• Request:
Pick out and copy every line in the material below that contains the word "outlines".

============

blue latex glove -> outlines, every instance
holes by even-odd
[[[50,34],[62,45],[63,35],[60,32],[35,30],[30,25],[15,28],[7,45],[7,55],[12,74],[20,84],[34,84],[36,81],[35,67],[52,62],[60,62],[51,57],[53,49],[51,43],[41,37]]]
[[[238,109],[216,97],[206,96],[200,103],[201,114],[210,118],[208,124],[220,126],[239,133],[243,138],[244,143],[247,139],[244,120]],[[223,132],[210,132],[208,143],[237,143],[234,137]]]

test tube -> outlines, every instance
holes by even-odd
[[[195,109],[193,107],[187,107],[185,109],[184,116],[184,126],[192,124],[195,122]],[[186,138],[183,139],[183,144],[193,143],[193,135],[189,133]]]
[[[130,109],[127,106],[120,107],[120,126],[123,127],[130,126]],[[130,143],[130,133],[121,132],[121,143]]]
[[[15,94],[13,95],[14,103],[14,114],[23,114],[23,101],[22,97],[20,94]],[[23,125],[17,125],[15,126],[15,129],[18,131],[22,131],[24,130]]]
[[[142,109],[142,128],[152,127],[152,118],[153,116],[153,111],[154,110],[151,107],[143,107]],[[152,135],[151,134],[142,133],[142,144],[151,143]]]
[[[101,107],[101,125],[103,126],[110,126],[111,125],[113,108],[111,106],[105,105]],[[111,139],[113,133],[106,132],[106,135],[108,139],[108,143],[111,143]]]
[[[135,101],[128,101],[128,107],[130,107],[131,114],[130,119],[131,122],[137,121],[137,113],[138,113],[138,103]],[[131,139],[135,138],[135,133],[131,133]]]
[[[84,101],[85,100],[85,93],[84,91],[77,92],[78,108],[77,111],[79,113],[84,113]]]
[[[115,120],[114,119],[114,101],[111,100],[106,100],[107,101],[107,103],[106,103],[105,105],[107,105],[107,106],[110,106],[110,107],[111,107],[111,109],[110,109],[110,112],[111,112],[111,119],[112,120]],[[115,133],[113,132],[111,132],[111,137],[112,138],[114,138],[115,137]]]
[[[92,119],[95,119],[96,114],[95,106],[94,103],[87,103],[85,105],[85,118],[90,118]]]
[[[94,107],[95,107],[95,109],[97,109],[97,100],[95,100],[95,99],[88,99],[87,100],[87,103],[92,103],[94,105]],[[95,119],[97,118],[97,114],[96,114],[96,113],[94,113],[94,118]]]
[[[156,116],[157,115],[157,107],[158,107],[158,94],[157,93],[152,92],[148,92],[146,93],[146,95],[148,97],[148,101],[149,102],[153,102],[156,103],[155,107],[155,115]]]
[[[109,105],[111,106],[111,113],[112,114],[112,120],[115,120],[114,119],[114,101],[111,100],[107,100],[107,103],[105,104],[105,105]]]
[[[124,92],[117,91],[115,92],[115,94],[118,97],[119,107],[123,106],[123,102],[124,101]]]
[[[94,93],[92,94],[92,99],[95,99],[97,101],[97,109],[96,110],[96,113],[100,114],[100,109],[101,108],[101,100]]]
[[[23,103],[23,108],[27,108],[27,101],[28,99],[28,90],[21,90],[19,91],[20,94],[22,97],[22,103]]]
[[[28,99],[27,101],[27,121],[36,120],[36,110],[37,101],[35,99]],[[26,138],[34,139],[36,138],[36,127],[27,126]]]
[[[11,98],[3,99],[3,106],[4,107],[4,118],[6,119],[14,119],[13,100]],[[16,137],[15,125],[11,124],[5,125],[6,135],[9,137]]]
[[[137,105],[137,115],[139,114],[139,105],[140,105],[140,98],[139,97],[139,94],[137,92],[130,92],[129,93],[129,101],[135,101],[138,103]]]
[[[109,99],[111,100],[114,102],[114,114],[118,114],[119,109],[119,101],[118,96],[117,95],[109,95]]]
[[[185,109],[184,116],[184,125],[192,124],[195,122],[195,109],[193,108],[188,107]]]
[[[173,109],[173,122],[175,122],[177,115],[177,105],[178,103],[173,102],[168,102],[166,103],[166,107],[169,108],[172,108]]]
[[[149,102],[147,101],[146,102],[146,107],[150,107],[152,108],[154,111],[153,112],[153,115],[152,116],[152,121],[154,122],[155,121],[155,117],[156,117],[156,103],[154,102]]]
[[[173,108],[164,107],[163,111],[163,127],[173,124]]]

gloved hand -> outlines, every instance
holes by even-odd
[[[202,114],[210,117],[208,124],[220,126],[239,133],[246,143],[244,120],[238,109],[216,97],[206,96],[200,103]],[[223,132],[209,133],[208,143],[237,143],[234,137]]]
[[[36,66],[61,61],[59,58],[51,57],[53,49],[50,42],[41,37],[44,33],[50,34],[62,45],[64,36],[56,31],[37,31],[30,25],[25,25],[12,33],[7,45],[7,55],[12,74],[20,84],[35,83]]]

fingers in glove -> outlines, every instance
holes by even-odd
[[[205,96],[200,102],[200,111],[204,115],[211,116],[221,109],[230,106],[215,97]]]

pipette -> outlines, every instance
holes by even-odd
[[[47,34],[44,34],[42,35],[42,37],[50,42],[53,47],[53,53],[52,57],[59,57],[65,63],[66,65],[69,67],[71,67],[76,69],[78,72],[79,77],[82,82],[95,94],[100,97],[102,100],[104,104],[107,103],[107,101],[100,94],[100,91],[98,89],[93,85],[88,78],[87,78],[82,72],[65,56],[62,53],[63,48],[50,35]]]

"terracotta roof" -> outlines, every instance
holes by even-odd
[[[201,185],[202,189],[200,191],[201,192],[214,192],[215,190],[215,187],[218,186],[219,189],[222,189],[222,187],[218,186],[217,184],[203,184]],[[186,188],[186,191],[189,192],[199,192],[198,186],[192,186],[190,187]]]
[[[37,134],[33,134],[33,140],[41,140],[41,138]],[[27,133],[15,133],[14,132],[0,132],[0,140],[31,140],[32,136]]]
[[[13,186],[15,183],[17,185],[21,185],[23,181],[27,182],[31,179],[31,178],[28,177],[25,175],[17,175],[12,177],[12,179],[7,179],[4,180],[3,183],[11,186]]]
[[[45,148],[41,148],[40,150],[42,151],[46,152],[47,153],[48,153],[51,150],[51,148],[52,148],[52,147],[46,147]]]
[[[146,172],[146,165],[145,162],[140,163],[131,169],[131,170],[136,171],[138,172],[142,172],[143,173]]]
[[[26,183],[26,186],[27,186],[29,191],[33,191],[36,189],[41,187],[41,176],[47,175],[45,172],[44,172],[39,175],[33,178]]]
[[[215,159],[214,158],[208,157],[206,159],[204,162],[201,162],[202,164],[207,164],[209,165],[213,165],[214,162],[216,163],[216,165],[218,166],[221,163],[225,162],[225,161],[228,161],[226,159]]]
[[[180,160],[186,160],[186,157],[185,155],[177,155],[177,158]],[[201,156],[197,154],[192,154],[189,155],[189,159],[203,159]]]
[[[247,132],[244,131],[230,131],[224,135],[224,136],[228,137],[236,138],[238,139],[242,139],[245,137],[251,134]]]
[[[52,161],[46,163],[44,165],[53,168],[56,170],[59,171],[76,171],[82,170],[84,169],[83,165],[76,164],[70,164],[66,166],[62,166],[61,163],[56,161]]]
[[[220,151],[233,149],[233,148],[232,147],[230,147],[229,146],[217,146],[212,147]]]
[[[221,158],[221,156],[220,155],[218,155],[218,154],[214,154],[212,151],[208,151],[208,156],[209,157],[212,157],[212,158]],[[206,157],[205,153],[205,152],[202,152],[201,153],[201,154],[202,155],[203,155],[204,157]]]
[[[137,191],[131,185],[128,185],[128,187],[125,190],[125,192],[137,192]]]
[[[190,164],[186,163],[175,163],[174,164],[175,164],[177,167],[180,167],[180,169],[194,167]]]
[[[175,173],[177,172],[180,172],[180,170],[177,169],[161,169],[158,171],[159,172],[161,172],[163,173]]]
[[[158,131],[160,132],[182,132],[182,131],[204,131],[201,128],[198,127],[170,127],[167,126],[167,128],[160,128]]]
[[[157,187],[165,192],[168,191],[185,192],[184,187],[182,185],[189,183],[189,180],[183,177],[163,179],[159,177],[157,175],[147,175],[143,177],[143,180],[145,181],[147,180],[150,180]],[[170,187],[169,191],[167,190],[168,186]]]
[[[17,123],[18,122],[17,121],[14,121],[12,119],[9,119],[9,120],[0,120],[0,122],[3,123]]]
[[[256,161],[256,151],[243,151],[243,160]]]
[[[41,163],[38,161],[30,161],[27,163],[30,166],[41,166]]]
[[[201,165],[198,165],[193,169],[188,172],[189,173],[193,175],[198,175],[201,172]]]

============

• Answer below:
blue latex glove -> outlines, every instance
test tube -> outlines, every instance
gloved hand -> outlines, every instance
fingers in glove -> outlines, every instance
pipette -> outlines, every instance
"terracotta roof" -> outlines, every instance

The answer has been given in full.